■ Trecho do texto:

§

O resgate da menina

Hind Rajab, palestina (foto: aljazeera.com)

Hind Rajab, de 6 anos, fazia mais uma das tantas transferências obrigatórias em Gaza, na Palestina. Ela estava com tio, tia e três primos num carro deixando uma região que seria bombardeada por israel (assim mesmo, sem capitular) e seguindo para outra, já bombardeada. A mudança seguia a ordem do exército de ocupação. Ela foi no carro a pedido dos pais, que seguiram a pé, mesmo na chuva.

No entanto, no caminho, o veículo se deparou com um tanque israelense. Uma prima mais velha de Hind ligou para o serviço palestino de emergência e pediu ajuda para avisar os militares que o carro seguia as ordens de evacuar a região.


O tempo da ligação foi suficiente para que, do outro lado, o atendente ouvisse a rajada que matou quase todos no carro. A ligação caiu.

Ao ligar de volta, quem atendeu foi Hind. Falando baixinho, ela contou que o tanque estava por perto e que seus parentes estavam, agora, dormindo. Ela foi orientada por telefone a se esconder sob o banco e não se deixar ser vista.

Hind disse estar com muito medo e pediu que fossem buscá-la. Perguntou se ele estava muito longe. O socorro estava relativamente perto, só que precisava da autorização do exército, que controlava a área. Mas como dizer isso à criança? Ainda assim, ele disse que a buscaria em uma hora.

A conversa entre a menina e o socorrista continuou e, depois da hora prometida, o resgate não chegou. A noite chegava e a escuridão amedrontou ainda mais Hind. Ela disse ao atendente que tinha medo do escuro e pediu para ele prometer que a tiraria de lá. Ele prometeu.

§

■ Instruções da tarefa: Extraia do texto sobre Hind Rajab, sem mudar nada, a parte que vai de "Hind Rajab, palestina" até "mesmo na chuva.".

§

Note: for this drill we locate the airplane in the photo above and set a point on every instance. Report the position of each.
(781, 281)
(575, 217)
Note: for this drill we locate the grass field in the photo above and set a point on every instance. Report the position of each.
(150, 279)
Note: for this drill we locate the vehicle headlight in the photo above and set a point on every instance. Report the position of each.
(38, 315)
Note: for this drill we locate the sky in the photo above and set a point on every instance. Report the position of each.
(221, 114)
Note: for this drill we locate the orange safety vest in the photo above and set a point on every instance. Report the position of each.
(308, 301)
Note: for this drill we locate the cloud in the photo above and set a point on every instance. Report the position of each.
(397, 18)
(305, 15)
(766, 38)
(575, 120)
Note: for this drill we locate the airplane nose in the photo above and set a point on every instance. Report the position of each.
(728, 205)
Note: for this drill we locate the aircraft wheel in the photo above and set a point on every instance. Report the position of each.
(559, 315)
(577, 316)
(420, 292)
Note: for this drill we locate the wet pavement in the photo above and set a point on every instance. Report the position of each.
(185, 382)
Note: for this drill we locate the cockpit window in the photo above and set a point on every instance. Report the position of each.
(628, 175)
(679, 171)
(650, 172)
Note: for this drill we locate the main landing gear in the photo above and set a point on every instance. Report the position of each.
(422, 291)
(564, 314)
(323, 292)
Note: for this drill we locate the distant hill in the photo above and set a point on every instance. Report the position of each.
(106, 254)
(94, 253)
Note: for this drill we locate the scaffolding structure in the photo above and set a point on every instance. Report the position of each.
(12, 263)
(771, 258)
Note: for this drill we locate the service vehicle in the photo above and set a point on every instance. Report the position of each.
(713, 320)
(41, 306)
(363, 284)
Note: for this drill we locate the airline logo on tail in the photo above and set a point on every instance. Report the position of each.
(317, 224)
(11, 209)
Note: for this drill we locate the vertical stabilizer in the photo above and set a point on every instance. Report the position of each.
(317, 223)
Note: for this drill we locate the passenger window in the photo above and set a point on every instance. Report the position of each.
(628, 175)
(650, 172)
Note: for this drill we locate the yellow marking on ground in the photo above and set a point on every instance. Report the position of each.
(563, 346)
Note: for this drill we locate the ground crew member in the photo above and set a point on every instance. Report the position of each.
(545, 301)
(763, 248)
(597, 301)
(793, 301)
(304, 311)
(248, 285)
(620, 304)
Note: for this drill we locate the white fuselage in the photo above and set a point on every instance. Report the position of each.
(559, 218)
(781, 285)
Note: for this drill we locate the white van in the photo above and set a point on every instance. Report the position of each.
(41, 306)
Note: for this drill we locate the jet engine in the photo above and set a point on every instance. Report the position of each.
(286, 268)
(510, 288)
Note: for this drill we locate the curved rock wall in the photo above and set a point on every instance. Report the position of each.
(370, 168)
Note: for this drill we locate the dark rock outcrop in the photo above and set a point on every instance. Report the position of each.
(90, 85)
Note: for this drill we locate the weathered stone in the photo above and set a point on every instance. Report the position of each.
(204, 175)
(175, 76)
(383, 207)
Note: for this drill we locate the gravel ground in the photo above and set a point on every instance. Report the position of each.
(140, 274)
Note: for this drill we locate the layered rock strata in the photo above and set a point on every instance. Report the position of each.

§

■ Resposta do exercício:
Hind Rajab, palestina (foto: aljazeera.com)

Hind Rajab, de 6 anos, fazia mais uma das tantas transferências obrigatórias em Gaza, na Palestina. Ela estava com tio, tia e três primos num carro deixando uma região que seria bombardeada por israel (assim mesmo, sem capitular) e seguindo para outra, já bombardeada. A mudança seguia a ordem do exército de ocupação. Ela foi no carro a pedido dos pais, que seguiram a pé, mesmo na chuva.